Supplied entries below:

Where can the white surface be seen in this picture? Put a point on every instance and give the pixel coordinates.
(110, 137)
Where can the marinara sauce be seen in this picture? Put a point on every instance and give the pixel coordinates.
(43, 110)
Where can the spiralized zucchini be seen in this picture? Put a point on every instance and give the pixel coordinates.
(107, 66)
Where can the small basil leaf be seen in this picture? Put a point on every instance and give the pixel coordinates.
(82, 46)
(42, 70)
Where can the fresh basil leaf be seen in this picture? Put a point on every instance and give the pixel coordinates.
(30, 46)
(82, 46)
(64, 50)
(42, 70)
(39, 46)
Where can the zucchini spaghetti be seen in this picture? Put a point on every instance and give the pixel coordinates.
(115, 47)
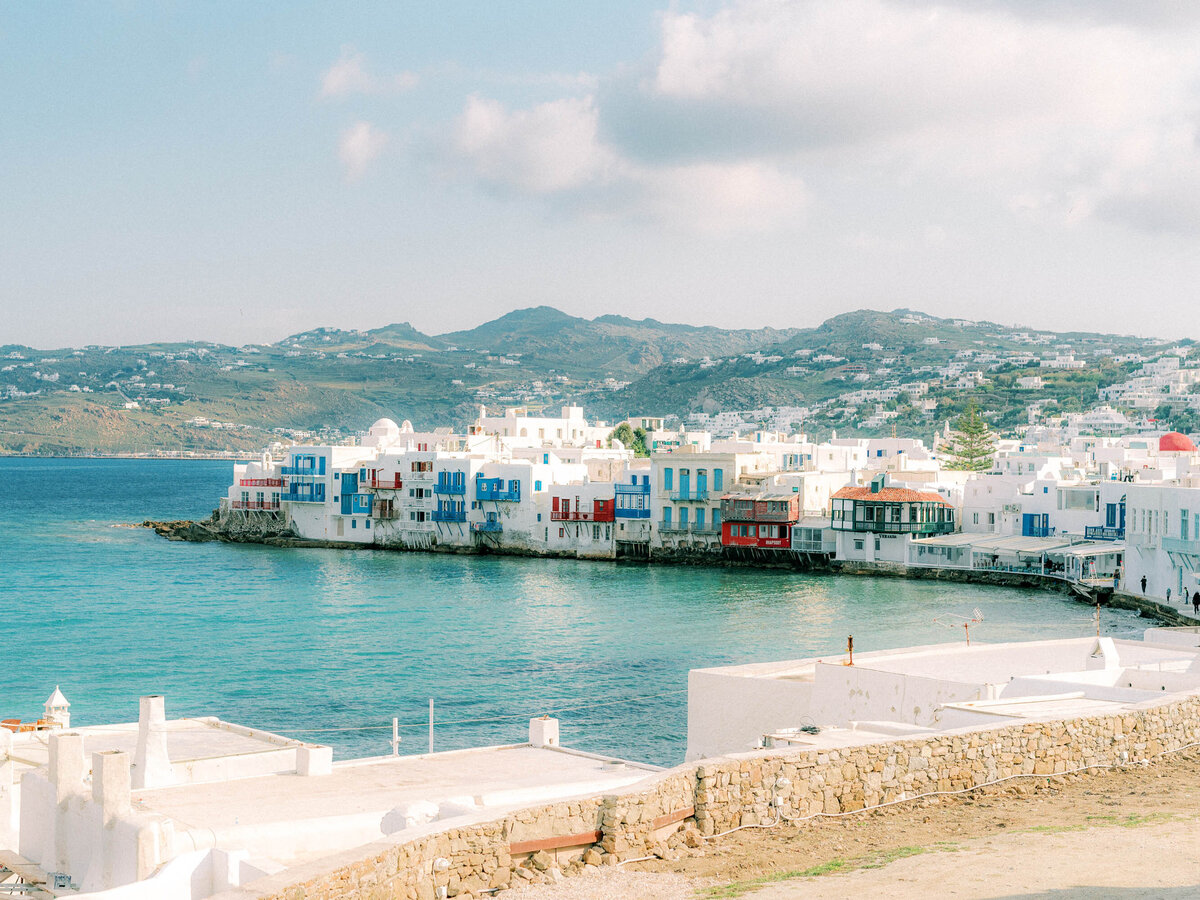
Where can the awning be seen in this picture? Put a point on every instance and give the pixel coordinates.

End of Supplied entries.
Supplied entries below:

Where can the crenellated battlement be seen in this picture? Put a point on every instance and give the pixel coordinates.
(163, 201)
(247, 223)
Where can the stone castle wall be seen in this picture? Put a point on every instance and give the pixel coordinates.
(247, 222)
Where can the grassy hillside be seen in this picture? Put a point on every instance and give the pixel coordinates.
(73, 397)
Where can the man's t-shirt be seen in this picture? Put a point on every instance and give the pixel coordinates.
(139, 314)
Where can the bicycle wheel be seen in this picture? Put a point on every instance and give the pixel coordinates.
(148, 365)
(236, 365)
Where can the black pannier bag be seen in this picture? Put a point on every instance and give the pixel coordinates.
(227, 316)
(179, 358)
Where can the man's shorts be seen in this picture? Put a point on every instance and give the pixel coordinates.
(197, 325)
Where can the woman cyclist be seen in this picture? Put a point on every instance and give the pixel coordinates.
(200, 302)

End of Supplied entries.

◆ **Work instruction**
Go back to the lines above and output, exactly as they stand, the ones from the line containing "Where can the marinara" to the line containing "Where can the awning". Leave all pictures behind.

◆ **Your response**
Where can the marinara sauce be seen in this picture? Put a point on every instance and give the pixel coordinates.
(43, 110)
Where can the spiralized zucchini be seen in this picture? Put a point on every instance and give the pixel coordinates.
(107, 66)
Where can the small basil leaf be seen in this picture? Put a point on every instance and give the pixel coordinates.
(82, 46)
(42, 70)
Where can the fresh basil leaf be seen in this picture? Put a point on every instance and give the pixel coordinates.
(30, 46)
(82, 46)
(64, 50)
(42, 70)
(39, 46)
Where can the zucchini spaghetti be seen in this picture? Put a point on every instance and give the pixel coordinates.
(115, 47)
Where can the awning be seen in this picture? Put a point on every instance and give the pixel coordinates.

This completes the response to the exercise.